» What you are asked to do: The string "along" appears in some lines of the entries that follow; copy each such line.

=== Begin Enclosure ===

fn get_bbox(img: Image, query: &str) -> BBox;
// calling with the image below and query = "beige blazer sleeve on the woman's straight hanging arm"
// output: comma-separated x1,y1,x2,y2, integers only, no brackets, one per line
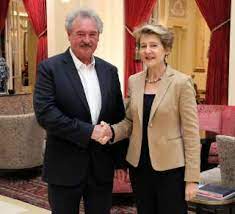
179,78,200,182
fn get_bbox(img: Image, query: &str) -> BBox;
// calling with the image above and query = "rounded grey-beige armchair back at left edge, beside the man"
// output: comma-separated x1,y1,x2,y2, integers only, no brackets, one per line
0,113,44,170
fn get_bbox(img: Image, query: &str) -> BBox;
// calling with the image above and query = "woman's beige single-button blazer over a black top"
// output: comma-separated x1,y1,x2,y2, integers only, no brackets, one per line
113,65,200,182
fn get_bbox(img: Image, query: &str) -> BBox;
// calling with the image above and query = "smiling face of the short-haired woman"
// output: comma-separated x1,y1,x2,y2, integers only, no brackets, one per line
140,34,169,68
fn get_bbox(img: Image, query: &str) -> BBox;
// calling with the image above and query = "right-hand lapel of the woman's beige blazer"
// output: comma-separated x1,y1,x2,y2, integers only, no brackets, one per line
149,66,174,121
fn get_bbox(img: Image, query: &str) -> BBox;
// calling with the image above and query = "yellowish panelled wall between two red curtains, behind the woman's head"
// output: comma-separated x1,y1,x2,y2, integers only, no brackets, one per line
155,0,210,91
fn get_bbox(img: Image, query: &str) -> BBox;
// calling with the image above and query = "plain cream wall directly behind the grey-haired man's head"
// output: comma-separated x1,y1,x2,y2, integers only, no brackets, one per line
47,0,124,91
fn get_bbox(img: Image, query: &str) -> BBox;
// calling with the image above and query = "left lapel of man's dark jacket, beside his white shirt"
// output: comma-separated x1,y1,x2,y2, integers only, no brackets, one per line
64,50,90,114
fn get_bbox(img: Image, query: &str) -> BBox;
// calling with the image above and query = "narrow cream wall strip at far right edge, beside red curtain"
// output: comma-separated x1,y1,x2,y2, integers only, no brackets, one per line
228,1,235,105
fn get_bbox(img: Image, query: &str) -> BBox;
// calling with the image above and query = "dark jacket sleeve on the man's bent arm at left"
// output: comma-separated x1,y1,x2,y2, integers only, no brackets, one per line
33,62,94,147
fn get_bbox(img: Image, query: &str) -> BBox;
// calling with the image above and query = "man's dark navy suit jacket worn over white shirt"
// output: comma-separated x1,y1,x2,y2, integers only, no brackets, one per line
34,50,125,185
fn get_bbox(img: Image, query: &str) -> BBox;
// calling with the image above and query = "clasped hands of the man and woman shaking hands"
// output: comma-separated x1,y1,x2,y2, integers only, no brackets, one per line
91,121,113,145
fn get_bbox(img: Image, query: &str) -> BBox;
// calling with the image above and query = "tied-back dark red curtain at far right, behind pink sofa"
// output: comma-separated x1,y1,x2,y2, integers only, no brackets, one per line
196,0,231,105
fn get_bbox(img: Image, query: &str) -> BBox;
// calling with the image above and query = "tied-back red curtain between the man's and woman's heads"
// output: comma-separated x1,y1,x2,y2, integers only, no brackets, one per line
124,0,156,94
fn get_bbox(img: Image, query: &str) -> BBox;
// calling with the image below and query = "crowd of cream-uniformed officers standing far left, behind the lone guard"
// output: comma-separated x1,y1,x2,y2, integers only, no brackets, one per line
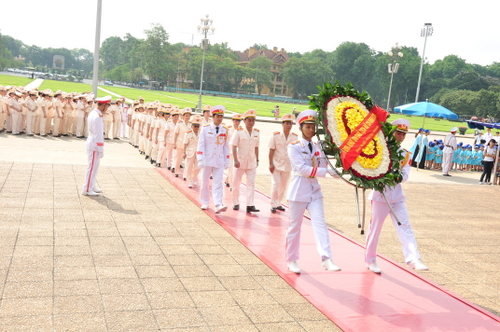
0,86,128,139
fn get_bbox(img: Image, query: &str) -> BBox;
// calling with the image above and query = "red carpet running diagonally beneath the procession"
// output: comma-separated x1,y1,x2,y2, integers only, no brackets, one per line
158,169,500,332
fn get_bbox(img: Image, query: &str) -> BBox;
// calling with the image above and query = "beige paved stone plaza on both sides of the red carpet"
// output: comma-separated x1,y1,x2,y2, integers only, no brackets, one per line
0,122,500,331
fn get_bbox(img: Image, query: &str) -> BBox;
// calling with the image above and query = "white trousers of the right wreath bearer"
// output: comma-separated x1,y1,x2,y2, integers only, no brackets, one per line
365,200,420,264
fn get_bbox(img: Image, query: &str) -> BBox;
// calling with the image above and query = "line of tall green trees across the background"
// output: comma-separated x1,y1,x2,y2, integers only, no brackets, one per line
0,24,500,118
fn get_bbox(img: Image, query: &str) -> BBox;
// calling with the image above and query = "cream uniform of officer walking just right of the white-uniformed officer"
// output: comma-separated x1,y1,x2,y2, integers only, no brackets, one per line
231,126,260,207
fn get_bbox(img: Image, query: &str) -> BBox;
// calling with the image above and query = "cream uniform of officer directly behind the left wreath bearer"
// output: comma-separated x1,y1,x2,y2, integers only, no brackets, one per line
269,131,299,208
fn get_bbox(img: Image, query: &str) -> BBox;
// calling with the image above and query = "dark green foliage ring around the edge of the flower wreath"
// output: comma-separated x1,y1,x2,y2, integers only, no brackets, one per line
309,82,404,192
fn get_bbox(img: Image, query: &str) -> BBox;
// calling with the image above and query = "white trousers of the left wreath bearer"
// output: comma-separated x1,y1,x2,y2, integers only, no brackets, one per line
286,198,332,262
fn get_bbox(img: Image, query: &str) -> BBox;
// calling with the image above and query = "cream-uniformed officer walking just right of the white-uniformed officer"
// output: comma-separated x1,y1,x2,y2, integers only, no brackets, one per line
231,109,260,213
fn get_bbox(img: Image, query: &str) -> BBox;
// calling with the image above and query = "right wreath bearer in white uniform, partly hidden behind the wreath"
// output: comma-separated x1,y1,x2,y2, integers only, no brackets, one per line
365,119,428,273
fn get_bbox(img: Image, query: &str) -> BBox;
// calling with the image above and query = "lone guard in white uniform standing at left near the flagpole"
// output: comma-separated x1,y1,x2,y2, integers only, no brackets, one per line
82,96,111,196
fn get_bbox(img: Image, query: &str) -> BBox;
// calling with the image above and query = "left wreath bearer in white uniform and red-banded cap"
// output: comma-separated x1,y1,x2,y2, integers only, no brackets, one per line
286,110,340,273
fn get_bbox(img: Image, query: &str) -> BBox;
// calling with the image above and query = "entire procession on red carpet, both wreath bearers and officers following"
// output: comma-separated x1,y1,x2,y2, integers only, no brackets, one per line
125,103,428,273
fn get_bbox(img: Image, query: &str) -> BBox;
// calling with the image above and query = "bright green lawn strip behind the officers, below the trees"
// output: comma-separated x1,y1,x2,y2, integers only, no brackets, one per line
0,75,466,133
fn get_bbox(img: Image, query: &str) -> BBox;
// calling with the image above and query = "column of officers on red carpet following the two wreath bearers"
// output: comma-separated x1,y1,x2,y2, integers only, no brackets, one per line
129,101,298,213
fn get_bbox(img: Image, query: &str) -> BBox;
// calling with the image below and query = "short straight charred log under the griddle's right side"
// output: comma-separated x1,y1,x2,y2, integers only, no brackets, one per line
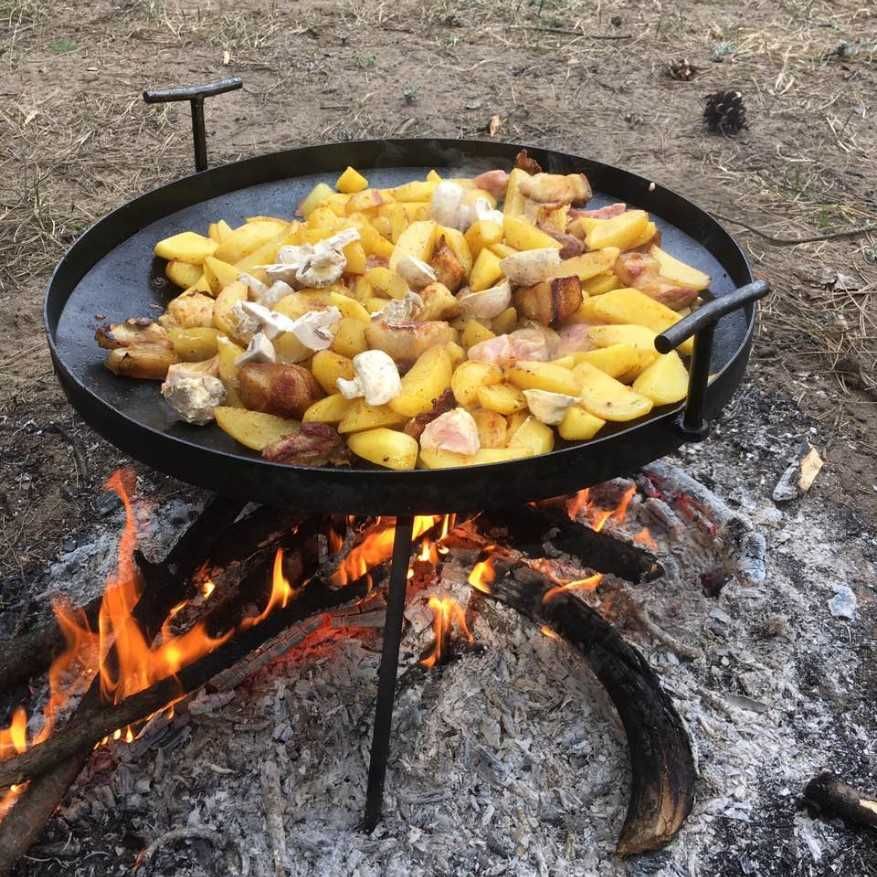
479,506,664,584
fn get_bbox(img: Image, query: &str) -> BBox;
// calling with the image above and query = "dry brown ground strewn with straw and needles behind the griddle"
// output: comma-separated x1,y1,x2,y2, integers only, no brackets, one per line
0,0,877,580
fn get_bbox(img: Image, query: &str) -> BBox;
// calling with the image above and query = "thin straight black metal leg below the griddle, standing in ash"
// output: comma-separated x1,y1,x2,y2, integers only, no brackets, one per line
363,515,414,831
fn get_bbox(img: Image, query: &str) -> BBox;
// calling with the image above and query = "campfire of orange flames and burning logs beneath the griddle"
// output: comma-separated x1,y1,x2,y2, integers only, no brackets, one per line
0,464,776,871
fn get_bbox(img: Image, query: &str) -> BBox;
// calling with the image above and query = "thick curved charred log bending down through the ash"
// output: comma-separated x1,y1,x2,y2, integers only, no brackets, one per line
470,570,695,857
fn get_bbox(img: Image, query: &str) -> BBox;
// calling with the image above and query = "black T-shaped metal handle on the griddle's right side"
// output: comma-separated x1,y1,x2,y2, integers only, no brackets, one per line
655,280,770,441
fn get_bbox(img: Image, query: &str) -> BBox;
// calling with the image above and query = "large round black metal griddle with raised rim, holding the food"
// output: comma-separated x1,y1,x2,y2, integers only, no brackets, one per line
45,140,755,514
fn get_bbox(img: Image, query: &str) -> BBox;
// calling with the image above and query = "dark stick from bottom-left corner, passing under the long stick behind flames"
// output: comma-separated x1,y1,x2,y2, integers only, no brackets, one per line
0,497,242,877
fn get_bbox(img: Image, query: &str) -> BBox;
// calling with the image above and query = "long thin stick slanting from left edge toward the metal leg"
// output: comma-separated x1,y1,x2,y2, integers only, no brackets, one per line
0,581,367,792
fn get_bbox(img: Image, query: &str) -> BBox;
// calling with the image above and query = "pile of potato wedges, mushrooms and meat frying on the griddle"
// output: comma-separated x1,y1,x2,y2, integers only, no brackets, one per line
96,151,710,469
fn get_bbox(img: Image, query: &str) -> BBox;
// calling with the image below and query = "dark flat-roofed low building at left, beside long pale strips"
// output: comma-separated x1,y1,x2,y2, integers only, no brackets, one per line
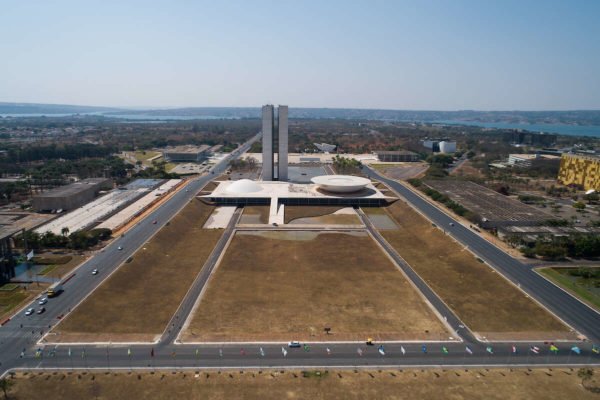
32,178,112,211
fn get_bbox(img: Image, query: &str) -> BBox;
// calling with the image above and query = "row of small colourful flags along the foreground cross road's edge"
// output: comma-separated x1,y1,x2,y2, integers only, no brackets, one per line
32,343,600,358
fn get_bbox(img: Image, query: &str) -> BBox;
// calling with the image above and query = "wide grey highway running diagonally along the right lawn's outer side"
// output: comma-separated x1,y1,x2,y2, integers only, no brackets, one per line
365,167,600,343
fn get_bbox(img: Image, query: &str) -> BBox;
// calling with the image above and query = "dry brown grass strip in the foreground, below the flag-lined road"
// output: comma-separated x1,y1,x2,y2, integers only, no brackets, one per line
9,368,600,400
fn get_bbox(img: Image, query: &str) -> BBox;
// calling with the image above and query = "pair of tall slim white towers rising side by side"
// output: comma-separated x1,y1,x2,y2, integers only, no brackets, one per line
262,104,288,181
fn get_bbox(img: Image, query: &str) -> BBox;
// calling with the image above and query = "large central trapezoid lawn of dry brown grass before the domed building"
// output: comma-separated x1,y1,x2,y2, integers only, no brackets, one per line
183,231,449,342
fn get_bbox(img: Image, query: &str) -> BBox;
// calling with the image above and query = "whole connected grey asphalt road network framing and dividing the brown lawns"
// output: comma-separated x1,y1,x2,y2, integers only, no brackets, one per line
0,146,600,373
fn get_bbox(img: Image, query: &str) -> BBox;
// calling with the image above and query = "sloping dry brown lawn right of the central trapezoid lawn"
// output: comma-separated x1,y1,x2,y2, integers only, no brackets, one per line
365,201,568,339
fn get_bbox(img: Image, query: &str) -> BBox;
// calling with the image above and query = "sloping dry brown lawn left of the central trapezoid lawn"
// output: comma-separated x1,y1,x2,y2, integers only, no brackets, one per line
49,199,223,341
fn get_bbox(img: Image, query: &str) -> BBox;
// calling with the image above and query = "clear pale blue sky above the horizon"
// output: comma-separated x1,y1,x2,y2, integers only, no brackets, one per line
0,0,600,110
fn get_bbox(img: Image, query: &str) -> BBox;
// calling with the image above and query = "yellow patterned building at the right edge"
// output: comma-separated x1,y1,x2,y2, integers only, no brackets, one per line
558,153,600,190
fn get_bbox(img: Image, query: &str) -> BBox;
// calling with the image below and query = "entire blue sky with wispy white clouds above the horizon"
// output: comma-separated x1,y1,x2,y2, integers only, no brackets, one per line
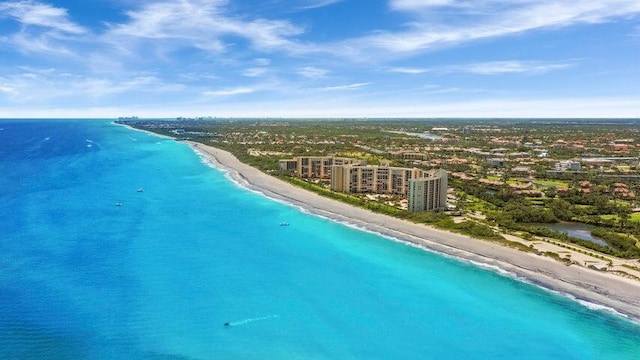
0,0,640,118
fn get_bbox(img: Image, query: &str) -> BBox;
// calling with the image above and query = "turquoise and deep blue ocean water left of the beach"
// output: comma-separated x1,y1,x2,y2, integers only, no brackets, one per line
0,121,640,359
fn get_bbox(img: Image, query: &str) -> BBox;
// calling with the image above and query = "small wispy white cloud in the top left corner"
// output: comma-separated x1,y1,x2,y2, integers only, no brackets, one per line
0,1,86,34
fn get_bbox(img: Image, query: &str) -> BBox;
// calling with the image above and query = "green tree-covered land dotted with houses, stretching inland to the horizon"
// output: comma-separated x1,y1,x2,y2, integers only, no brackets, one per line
119,119,640,258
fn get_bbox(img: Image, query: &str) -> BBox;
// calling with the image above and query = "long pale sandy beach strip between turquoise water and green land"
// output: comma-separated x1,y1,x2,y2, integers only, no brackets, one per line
187,142,640,321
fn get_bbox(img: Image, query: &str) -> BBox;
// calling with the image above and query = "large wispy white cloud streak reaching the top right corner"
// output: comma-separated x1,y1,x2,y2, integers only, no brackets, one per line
339,0,640,57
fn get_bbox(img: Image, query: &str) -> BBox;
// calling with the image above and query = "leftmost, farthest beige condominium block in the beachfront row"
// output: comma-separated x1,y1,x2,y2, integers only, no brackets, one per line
279,156,367,179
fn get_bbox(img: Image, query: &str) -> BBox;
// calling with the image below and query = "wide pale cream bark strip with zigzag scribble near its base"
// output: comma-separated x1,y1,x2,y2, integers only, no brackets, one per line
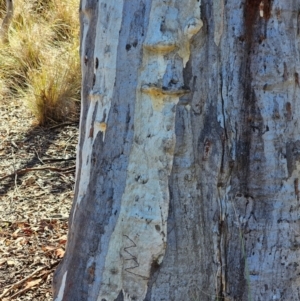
98,0,202,301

=== End Enclosure ===

» Result of the task:
// calling with the image above and query = "row of small colourful flags along the foreground cross road's edge"
// calling with the image above and query = "wide grey highway running diagonally along the right lawn's outer side"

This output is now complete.